* [Your objective] Rewrite only the rows starting at the line that contains "Locate the forehead." and ending at the line that contains "Locate the turret spire.", with "shirt cuff" replaced by "dress shirt cuff" and nothing else altered.
====
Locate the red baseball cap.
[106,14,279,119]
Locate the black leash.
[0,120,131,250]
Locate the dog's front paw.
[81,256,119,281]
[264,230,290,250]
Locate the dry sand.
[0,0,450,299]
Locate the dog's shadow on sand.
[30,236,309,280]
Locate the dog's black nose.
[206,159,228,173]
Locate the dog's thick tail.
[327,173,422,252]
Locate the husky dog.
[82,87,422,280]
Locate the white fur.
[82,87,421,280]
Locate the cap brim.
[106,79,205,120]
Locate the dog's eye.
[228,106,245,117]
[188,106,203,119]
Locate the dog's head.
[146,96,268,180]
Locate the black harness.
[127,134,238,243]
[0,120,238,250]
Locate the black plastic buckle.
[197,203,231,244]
====
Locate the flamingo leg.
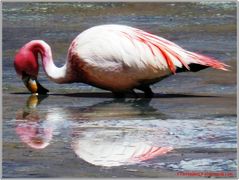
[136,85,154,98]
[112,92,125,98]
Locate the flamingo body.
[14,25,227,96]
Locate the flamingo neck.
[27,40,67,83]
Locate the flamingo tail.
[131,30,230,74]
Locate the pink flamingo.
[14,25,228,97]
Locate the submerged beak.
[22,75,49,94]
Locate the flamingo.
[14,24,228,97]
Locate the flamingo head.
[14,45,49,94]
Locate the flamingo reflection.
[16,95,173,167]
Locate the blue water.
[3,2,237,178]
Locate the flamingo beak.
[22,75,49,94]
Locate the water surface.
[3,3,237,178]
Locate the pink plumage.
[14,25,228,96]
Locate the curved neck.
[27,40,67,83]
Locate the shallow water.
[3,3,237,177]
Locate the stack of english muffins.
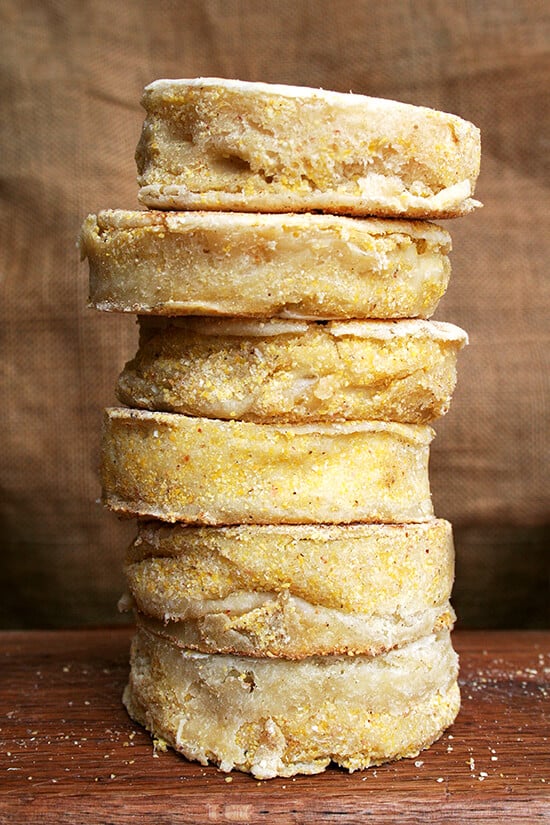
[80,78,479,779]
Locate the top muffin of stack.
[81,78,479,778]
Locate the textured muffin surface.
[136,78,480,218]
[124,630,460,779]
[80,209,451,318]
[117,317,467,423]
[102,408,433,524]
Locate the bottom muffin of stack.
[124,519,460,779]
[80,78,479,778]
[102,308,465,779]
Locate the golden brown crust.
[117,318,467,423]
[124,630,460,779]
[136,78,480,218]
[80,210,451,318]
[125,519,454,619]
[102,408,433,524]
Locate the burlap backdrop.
====
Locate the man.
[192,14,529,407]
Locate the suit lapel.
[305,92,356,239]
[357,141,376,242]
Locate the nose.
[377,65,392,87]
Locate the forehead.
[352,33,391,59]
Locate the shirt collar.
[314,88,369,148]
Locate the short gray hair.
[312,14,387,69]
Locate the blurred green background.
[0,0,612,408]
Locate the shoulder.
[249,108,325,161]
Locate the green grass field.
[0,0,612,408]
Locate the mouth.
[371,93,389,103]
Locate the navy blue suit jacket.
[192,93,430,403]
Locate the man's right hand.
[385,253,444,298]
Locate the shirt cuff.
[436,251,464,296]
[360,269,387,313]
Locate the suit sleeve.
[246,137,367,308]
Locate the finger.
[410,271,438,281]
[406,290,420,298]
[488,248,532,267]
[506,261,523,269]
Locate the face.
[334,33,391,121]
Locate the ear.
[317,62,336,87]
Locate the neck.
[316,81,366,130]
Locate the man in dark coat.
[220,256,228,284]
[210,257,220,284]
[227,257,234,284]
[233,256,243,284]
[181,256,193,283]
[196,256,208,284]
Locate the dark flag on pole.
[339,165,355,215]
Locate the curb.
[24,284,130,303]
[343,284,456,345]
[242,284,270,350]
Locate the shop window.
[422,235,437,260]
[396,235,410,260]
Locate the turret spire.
====
* [Solution for this exercise]
Locate the forehead.
[352,33,391,59]
Locate the shirt collar.
[314,88,369,148]
Locate the short gray hair.
[312,14,387,69]
Locate the blurred green background.
[0,0,612,408]
Locate the shoulder.
[249,108,325,161]
Locate the green grass field.
[0,0,612,408]
Locate the mouth.
[371,93,389,103]
Locate the navy blue suit jacket.
[192,93,430,403]
Locate the man's right hand.
[385,253,444,298]
Locate the dress shirt cuff.
[436,251,464,296]
[360,269,387,313]
Locate the suit sleeve.
[246,137,367,308]
Locate the finger.
[410,271,438,281]
[406,290,420,298]
[488,248,532,267]
[506,261,523,269]
Locate the face.
[334,33,391,121]
Locate the ear.
[317,62,336,87]
Locate the neck.
[316,81,366,130]
Locate the man in dark coat.
[220,256,228,284]
[210,257,220,284]
[227,257,234,284]
[233,256,243,284]
[181,256,193,283]
[196,256,208,284]
Locate the dark flag on pole.
[339,165,355,215]
Locate the curb.
[24,284,130,303]
[343,284,456,345]
[242,284,270,350]
Locate the shop window.
[422,235,437,260]
[396,235,410,260]
Locate the turret spire.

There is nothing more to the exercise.